GIVEN PROBLEM ->
In the essay on war, write out everything from "One Bush functionary, trying" down to "of white people.".

Here’s how this goes. The government wants to attack another country. They have a real reason and an official reason. The real reason is something pragmatic, mercenary: resources (oil), strategic position, political advantage. Sometimes it’s just to help win an election at home. The official reason will be something to appeal to popular sentiment, ostensibly noble but ultimately primal: honor, revenge, race hatred, fear.

It’s not really necessary that people believe this official reason; only that it be plausible enough that they can pretend to accept it. Because beneath both the pragmatic and sentimental reasons is a deeper, more primitive one:

People like war. We are aggressive animals who exult in killing, and once every generation or so this instinct expresses itself in a vast spasm of tribal violence, a mass murder. We still practice human sacrifice, just with modern rationales. Though I’m sure the Aztecs thought their reasons were self-evidently reasonable as well.

Truth, selectively edited and cynically deployed, makes the most effective lie. We’ll hear stories about the enemy’s atrocities against their own people, their oppression and torture, their sponsorship of terrorism. (Some of these stories may well be true. Truth, selectively edited and cynically deployed, makes the most effective lie.) We’ll hear about their intentions to attack us, or our allies, their secret weapons and preparations for war, very nearly ready now.

There will be a sense of terrible urgency that every day’s hesitation is dangerous, further debate tantamount to treason. In the buildup to the invasion of Iraq, the Cheney/Bush administration made much of the threat of Saddam Hussein’s “weapons of mass destruction.” There weren’t any, as it turned out.

The same phrase is being used again now, with impressive contempt for the capacity of the American memory, in reference to Iran. Americans have a particular dread of nuclear weapons that goes beyond the rational, which I suspect is projected guilt at being the only nation to have used them.

One Bush functionary, trying to frighten Americans into supporting her administration’s oil grab in Iraq, recited the talking point: “We don’t want the smoking gun to be a mushroom cloud.” The current administration will surely invoke the same threat, of Iran using nuclear weapons against us, or against Israel, our fellow nation of white people.

[Location-labeling entries]
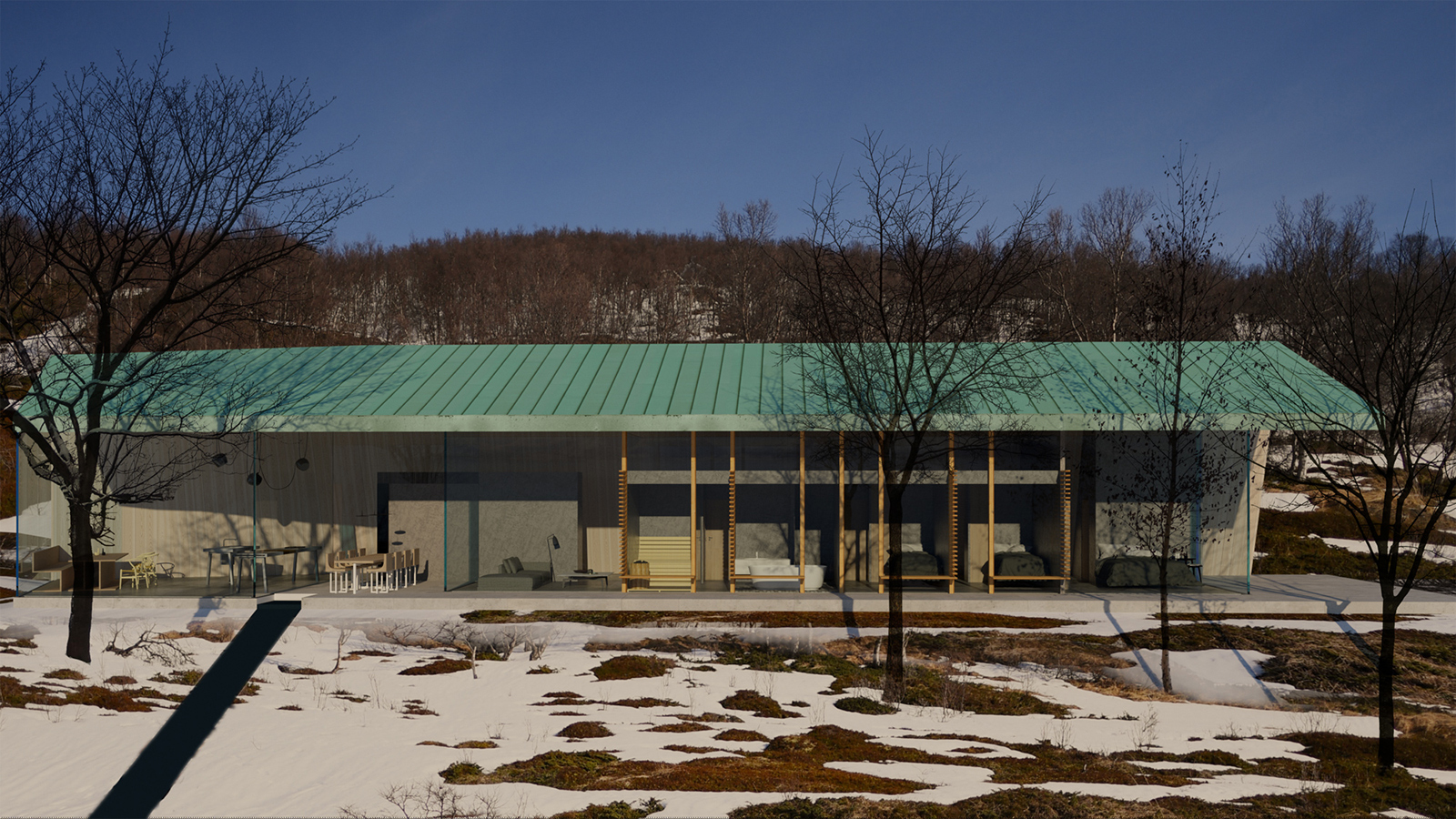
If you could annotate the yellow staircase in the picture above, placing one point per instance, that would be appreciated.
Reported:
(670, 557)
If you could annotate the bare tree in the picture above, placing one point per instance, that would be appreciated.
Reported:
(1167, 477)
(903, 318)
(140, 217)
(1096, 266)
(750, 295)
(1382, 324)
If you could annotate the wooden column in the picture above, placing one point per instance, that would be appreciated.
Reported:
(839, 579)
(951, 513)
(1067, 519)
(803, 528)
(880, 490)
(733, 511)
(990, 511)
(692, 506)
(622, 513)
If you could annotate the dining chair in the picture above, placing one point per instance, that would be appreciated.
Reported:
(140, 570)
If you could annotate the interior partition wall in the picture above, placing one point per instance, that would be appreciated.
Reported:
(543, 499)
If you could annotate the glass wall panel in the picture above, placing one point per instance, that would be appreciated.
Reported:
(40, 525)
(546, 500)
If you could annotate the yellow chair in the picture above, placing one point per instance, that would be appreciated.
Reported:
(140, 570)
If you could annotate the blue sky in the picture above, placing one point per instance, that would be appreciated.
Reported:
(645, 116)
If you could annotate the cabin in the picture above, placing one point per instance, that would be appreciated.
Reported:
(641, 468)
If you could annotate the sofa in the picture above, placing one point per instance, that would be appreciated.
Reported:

FULL RESPONSE ->
One Bush functionary, trying to frighten Americans into supporting her administration’s oil grab in Iraq, recited the talking point: “We don’t want the smoking gun to be a mushroom cloud.” The current administration will surely invoke the same threat, of Iran using nuclear weapons against us, or against Israel, our fellow nation of white people.